(PASSAGE TO READ begins)

According to C++ Standard (5/5) dividing by zero is undefined behavior. Now consider this code (lots of useless statements are there to prevent the compiler from optimizing code out):
int main() { char buffer[1] = {}; int len = strlen( buffer ); if( len / 0 ) { rand(); } } Visual C++ compiles the if-statement like this:
sub eax,edx cdq xor ecx,ecx idiv eax,ecx test eax,eax je wmain+2Ah (40102Ah) call rand Clearly the compiler sees that the code is to divide by zero - it uses xor x,x pattern to zero out ecx which then serves the second operand in integer division. This code will definitely trigger an "integer division by zero" error at runtime.
IMO such cases (when the compiler knows that the code will divide by zero at all times) are worth a compile-time error - the Standard doesn't prohibit that. That would help diagnose such cases at compile time instead of at runtime.
However I talked to several other developers and they seem to disagree - their objection is "what if the author wanted to divide by zero to... emm... test error handling?"
Intentionally dividing by zero without compiler awareness is not that hard - using __declspec(noinline) Visual C++ specific function decorator:
__declspec(noinline) void divide( int what, int byWhat ) { if( what/byWhat ) { rand(); } } void divideByZero() { divide( 0, 0 ); } which is much more readable and maintainable. One can use that function when he "needs to test error handling" and have a nice compile-time error in all other cases.
Am I missing something? Is it necessary to allow emission of code that the compiler knows divides by zero?

(PASSAGE TO READ ends)
(AVAILABLE DATA begins)

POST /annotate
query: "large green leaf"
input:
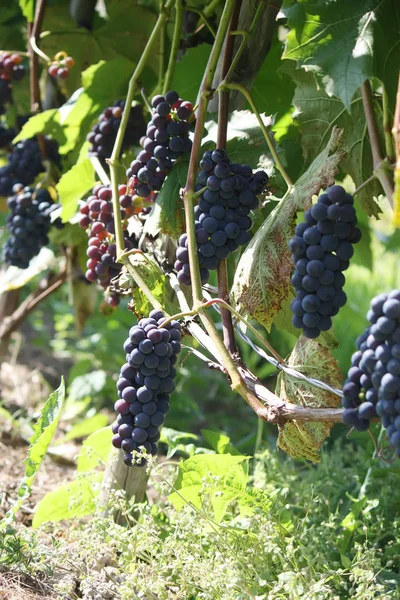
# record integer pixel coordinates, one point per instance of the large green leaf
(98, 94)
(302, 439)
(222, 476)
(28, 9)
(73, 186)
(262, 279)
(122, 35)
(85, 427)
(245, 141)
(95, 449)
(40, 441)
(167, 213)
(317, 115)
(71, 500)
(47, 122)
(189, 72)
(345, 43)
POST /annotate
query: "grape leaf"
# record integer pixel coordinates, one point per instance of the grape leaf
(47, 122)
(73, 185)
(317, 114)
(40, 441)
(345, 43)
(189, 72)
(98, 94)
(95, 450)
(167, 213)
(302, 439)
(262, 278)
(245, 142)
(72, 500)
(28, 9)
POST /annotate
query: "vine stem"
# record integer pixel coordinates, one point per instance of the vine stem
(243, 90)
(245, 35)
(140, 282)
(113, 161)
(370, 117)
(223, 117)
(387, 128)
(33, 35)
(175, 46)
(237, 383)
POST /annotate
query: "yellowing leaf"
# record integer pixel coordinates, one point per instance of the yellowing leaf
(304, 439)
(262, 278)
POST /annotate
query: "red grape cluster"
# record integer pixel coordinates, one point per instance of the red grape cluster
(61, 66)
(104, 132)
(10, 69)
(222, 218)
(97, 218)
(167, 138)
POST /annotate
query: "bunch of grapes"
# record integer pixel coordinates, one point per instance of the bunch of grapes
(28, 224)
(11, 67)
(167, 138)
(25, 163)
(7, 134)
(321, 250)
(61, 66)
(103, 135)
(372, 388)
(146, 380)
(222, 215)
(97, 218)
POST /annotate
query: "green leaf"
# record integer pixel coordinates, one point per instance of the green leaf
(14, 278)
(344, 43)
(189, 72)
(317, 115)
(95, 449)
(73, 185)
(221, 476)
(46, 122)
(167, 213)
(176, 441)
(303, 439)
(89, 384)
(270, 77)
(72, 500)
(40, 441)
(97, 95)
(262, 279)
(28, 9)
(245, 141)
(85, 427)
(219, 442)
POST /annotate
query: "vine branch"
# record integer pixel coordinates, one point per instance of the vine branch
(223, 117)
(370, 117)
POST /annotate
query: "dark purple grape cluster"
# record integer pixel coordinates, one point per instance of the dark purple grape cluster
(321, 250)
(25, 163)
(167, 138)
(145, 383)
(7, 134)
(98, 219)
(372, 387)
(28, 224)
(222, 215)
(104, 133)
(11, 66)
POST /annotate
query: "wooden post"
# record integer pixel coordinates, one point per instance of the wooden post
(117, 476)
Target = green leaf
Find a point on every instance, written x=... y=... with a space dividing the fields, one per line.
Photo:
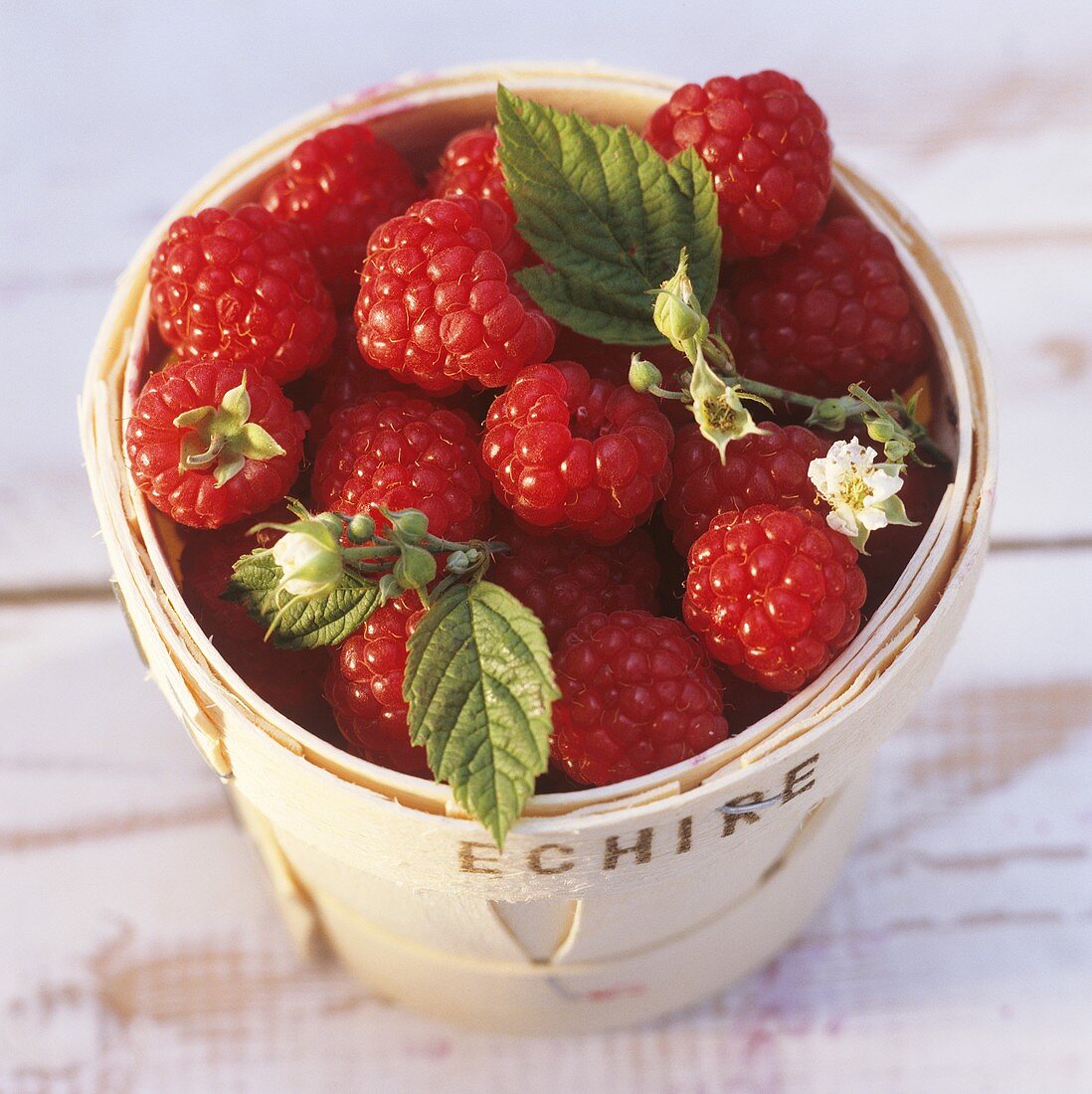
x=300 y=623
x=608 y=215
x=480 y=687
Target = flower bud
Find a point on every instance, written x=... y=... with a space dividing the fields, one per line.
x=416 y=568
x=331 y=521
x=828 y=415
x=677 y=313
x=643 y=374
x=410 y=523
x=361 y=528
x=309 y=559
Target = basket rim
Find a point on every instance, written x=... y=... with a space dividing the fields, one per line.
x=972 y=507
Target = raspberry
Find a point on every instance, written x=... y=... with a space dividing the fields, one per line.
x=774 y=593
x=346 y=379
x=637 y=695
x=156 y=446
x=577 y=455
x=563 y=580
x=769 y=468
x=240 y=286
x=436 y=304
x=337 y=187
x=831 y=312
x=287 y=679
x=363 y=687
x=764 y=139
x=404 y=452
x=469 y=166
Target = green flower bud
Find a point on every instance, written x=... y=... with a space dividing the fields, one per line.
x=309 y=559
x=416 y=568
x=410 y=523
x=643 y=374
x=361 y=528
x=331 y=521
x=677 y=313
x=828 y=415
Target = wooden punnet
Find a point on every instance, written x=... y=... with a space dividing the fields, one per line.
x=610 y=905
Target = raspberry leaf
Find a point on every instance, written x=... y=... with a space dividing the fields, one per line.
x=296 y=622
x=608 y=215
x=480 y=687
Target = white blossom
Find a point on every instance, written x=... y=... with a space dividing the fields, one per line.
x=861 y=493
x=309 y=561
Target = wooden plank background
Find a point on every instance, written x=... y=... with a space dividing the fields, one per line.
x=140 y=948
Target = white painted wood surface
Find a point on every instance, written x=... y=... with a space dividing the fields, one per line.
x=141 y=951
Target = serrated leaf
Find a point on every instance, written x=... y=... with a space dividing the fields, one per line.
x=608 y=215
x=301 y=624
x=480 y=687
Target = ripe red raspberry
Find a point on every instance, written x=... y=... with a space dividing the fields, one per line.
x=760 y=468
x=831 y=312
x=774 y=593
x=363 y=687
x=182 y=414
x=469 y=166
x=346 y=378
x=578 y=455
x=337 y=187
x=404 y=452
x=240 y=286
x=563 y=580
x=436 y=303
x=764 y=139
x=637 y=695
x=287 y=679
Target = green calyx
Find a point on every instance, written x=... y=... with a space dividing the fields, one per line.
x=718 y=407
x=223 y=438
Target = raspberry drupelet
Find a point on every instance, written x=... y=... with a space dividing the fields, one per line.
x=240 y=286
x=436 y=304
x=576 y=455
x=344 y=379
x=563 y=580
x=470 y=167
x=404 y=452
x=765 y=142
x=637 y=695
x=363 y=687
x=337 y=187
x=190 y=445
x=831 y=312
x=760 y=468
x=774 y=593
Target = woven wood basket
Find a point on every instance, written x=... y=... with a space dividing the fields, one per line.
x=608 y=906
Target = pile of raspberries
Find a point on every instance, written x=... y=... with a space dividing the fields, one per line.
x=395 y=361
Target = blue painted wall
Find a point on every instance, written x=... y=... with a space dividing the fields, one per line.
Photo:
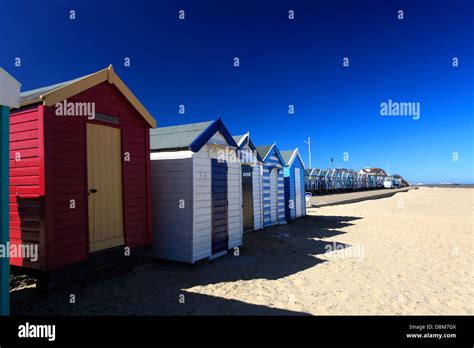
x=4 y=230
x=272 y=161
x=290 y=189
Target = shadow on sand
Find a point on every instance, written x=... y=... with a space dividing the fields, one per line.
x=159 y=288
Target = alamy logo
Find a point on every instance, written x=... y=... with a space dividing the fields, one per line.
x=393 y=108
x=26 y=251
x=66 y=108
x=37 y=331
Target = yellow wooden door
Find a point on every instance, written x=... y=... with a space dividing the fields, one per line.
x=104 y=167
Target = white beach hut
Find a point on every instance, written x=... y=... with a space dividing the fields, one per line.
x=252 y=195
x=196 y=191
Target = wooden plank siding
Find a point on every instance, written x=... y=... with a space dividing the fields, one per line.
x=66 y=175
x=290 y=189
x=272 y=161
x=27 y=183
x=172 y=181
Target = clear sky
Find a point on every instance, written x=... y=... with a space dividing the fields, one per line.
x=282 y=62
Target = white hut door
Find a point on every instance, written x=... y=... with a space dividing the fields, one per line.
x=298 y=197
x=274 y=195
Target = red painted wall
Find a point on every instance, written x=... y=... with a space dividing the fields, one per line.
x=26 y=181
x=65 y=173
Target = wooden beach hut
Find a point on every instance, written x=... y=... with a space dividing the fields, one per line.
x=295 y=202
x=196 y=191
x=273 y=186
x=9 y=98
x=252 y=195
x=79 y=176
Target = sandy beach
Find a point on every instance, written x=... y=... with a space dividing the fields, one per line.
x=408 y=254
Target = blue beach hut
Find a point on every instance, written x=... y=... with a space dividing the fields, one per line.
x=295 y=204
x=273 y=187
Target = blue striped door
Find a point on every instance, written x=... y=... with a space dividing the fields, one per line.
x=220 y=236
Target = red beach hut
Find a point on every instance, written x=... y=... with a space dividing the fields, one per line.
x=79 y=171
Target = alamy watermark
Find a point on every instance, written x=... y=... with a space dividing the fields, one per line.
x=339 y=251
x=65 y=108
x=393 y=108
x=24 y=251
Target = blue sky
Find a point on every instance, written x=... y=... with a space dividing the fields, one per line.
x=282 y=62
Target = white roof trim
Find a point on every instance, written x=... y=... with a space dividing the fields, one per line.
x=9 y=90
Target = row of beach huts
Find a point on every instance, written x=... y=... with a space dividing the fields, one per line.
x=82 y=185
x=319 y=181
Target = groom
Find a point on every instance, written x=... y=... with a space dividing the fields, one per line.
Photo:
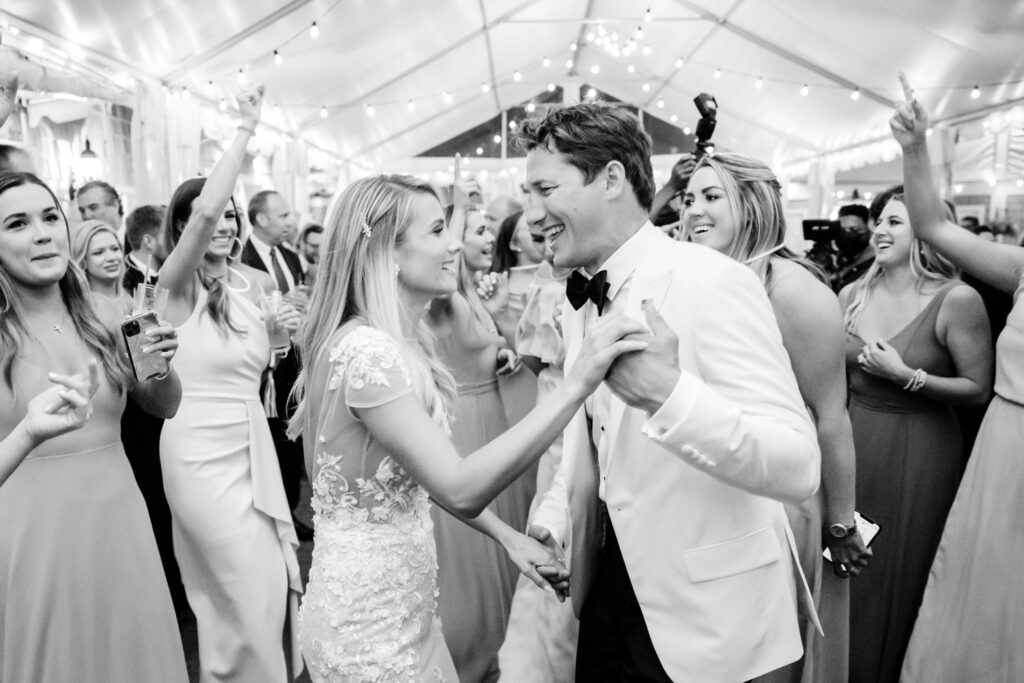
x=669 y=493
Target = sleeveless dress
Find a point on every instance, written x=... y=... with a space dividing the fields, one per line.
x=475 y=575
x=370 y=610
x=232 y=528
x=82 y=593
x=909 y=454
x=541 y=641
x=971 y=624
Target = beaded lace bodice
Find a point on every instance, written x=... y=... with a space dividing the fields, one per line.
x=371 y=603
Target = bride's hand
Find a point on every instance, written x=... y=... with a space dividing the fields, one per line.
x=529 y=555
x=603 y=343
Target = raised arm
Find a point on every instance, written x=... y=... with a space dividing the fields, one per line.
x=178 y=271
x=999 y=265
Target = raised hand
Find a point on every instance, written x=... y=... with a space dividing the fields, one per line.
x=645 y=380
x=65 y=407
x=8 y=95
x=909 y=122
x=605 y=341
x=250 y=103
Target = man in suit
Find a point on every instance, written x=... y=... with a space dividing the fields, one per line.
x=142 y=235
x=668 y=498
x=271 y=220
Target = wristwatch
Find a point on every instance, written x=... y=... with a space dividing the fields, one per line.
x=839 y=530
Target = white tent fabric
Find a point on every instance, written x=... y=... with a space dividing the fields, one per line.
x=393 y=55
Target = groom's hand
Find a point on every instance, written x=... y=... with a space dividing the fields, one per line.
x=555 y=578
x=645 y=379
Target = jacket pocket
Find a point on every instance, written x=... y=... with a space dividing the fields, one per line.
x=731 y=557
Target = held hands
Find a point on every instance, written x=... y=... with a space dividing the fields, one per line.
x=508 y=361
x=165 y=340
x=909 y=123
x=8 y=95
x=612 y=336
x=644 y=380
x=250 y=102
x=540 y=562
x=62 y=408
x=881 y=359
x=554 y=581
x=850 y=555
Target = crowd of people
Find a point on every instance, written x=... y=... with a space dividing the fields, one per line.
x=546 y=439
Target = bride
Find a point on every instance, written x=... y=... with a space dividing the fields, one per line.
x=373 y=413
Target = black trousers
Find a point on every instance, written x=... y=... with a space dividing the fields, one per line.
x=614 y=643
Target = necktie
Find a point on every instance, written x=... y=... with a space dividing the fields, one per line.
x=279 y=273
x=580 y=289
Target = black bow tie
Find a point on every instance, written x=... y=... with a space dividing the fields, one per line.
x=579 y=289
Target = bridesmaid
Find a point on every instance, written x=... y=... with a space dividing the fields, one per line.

(AVAILABLE DATA ends)

REQUIREMENT 1: List every instruction mnemonic in the assembly code that the division-by-zero text says Visual C++ produces for the if-statement, in the order they appear.
REQUIREMENT 2:
Answer from the division-by-zero text:
(a) Which part of the C++ Standard does it cite for dividing by zero being undefined behavior?
(b) Which register does the compiler zero out with the xor pattern?
(c) Which Visual C++ function decorator does it use to divide by zero without the compiler being aware?
Nothing in the records is needed here.

OUTPUT 1: sub, cdq, xor, idiv, test, je, call

OUTPUT 2:
(a) 5/5
(b) ecx
(c) __declspec(noinline)